GOAL:
Pick out every line of the listing that contains the string "field", matching case exactly, and copy each one.

SUPPLIED MATERIAL:
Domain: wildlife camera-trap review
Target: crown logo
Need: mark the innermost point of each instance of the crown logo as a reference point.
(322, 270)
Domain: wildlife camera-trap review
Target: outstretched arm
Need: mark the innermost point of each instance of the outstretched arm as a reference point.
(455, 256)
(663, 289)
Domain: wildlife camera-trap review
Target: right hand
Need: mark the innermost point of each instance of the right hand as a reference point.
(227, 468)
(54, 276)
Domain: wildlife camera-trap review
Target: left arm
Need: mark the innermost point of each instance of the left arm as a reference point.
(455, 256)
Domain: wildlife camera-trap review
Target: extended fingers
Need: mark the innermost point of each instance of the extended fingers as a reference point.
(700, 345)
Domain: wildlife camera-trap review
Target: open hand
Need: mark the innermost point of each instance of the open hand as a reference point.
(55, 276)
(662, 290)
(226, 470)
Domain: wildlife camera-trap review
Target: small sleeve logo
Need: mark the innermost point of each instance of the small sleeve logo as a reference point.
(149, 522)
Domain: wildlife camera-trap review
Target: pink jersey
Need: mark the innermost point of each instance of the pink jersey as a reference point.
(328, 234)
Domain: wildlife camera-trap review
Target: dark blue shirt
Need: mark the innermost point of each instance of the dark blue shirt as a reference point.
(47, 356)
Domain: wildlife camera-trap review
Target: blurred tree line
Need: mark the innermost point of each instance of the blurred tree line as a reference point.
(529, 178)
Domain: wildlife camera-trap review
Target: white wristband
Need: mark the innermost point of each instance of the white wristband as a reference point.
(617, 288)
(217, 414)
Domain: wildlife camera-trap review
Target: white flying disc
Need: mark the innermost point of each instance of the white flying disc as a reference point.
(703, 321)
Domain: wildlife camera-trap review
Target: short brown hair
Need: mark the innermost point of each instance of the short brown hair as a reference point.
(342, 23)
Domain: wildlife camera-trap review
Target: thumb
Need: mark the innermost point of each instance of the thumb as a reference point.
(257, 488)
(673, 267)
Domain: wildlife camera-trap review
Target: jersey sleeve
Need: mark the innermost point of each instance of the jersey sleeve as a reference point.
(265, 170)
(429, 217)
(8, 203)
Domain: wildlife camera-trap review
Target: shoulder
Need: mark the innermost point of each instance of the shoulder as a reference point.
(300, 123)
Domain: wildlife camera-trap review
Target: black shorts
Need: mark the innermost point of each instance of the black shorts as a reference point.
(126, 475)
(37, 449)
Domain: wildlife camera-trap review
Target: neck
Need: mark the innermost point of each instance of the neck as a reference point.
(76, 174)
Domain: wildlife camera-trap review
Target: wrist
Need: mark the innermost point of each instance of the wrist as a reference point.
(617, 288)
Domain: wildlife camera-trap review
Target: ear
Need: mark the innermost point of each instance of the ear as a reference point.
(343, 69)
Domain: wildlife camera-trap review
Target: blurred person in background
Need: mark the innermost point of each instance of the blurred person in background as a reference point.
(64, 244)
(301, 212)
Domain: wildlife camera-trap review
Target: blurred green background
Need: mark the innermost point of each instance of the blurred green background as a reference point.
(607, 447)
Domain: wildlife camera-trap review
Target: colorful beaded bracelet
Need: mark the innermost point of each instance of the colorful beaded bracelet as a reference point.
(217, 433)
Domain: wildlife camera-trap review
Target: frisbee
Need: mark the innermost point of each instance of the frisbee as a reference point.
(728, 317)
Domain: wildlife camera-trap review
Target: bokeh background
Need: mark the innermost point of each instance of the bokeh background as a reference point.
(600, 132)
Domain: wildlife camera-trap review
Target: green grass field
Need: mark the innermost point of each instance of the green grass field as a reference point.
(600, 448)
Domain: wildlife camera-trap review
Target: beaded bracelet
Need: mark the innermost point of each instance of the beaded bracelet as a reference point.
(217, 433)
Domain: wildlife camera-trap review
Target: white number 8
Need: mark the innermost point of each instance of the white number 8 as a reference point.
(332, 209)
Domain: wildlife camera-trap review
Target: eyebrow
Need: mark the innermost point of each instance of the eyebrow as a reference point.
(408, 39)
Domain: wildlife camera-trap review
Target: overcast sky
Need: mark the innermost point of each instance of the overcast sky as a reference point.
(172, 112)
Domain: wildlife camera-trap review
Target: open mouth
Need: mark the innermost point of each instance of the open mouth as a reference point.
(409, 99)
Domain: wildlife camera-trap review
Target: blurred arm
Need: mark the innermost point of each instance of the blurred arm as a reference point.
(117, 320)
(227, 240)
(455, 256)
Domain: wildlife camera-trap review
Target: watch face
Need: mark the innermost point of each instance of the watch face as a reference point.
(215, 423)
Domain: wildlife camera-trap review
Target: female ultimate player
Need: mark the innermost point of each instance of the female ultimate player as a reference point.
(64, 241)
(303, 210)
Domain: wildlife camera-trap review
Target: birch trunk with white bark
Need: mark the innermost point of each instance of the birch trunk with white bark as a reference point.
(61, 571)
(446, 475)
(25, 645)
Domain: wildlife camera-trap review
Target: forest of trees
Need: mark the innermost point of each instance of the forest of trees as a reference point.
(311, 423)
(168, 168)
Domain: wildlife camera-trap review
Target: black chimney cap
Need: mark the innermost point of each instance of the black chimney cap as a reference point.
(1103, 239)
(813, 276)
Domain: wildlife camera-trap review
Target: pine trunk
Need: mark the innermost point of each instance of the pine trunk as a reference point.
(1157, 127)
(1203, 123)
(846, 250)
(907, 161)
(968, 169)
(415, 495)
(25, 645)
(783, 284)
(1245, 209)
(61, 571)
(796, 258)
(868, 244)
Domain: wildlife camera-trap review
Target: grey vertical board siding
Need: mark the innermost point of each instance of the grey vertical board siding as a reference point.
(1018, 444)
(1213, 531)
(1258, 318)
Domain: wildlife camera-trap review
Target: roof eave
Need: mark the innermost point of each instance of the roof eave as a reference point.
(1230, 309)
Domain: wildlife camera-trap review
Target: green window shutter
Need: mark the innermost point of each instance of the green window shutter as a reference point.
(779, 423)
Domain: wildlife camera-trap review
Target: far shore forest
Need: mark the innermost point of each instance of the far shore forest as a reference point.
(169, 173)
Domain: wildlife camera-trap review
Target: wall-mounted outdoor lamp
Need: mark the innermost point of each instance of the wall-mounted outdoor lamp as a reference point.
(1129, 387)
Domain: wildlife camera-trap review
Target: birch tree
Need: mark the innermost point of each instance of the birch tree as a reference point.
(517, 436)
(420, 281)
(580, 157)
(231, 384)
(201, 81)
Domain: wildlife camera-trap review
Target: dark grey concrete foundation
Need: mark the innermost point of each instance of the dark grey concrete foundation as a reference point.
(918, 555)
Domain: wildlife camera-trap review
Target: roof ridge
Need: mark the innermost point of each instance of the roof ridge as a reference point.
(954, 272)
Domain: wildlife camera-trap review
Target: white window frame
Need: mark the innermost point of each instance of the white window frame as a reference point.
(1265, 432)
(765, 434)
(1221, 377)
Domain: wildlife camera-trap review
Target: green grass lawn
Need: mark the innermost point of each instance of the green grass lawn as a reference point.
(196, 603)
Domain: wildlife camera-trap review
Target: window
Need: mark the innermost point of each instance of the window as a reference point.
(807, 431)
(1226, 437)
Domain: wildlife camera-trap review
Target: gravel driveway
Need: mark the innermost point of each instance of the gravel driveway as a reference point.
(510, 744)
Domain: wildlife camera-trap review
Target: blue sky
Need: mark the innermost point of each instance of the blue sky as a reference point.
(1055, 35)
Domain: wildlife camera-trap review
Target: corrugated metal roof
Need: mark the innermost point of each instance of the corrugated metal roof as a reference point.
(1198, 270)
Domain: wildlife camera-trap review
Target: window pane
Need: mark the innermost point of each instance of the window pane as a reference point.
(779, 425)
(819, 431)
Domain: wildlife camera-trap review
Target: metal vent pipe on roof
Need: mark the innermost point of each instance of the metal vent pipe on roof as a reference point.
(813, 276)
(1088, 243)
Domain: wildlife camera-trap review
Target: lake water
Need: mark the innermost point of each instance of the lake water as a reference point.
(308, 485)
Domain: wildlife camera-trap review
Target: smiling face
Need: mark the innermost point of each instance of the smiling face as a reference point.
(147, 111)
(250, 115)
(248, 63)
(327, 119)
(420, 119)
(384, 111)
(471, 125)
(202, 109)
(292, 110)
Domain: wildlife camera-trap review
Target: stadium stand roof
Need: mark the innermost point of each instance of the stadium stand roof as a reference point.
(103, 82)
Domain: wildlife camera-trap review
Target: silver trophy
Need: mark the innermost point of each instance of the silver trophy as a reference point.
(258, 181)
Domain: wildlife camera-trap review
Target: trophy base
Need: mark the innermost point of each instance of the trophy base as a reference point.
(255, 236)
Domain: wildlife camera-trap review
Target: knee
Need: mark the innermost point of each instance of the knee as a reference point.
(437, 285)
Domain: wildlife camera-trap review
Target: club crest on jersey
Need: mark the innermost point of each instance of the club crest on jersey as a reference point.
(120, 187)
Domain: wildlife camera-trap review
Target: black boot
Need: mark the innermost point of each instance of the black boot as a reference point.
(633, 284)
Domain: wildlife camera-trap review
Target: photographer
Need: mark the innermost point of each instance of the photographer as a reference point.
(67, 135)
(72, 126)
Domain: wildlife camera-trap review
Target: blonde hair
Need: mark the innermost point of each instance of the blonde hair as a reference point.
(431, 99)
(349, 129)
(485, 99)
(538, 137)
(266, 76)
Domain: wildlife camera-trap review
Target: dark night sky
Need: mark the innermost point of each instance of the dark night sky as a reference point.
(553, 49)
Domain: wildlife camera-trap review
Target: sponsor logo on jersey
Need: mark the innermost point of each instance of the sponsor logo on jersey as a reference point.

WORKED ANSWER:
Target: green grass field
Need: mark the innermost point of each instance of the green grass field as a reference point.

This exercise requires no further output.